___ Texte de la page

Une salariée en situation d’handicap vient d’être licenciée pour une rage de dent et exercice du droit de grève sur une seule journée. C’est en solidarité avec leur collègue de travail qu’une soixante de salarié a débrayé, dont une vingtaine à distance au vu de la crise sanitaire, devant les locaux de Teleperformance ce vendredi 18 décembre 2020 à 10h.
Le syndicat SUD commente sur Twitter : « Les 2/3 des conseillers clientèles de teleperformance belfort, en CDI, revotent la grève générale dénonçant des conditions de travail insupportables sur lidl et edf. La directrice, invitée, a fui devant les questions posées en levant les bras au ciel ».
En 2017, le patron de Teleperformance était le 4ème patron le mieux payé de France, juste après Carlos GHOSN, avec un salaire annuel de 12,2 millions d’euros, selon Libération. Il partira avec une indemnité de départ de 9 millions d’euros, toujours selon Libération, alors que les salariés au nombre d’environ 2200 dans toute la France sont payés tout juste au SMIC pour les conseillers clientèles.
« On est sous-traité dans tous les sens du terme », déclare un salarié
Selon l’organisation syndicale SUD, après un unième cas Covid19 avérés venant de survenir sur le site de LIDL le 16 décembre 2020, soit 30% des cas provenant de Belfort sur les 13 sites de Teleperformance, la tension est à son maximum sur le site situé au Technom. Le syndicat s’en offusque d’autant plus que le management de proximité y est dénoncé depuis le début de la crise sanitaire, des bonbons étaient distribués en libre-service il y a peu, affirme le syndicat.
Avec 5 prudhommes en cours et l’intervention par deux fois de l’inspection du travail sur le centre d’appel, les salariés dénoncent la pression sur les temps de travail, la multiplication des débriefes écrits informatisés, les débriefes vexatoires de la hiérarchie, des intentions de mettre en place des caméras et des logiciels de traçage... Face aux incidents informatiques nombreux, les salariés en télétravail doivent systématiquement se justifier qu’ils ne fraudent pas, sous peine de ne pas être payés. A l’instar de leur collègue de travail licenciée pour une demi-journée d’absence, ils dénoncent une tolérance zéro pour tout absentéisme qui ne serait pas dû à un arrêt maladie.

______
___ Extrait des données

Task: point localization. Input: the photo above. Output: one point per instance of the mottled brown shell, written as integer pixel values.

______

_Série d'exercices_.
**a.** Répondez brièvement à partir de l'article sur Teleperformance Belfort :
(i) Quel salaire annuel le patron de Teleperformance percevait-il en 2017, selon Libération ?
(ii) À quelle date le cas Covid19 mentionné par SUD est-il survenu sur le site de LIDL ?
(iii) Combien de prudhommes sont en cours ?
**b.** Extrayez de l'article sur Teleperformance Belfort le passage commençant par « En 2017, le » et se terminant par « les conseillers clientèles. ».
Les données ne sont pas utiles pour réaliser ces exercices.

_Réponses aux exercices_.
**a.**
(i) 12,2 millions d'euros.
(ii) Le 16 décembre 2020.
(iii) 5.

**b.**
En 2017, le patron de Teleperformance était le 4ème patron le mieux payé de France, juste après Carlos GHOSN, avec un salaire annuel de 12,2 millions d’euros, selon Libération. Il partira avec une indemnité de départ de 9 millions d’euros, toujours selon Libération, alors que les salariés au nombre d’environ 2200 dans toute la France sont payés tout juste au SMIC pour les conseillers clientèles.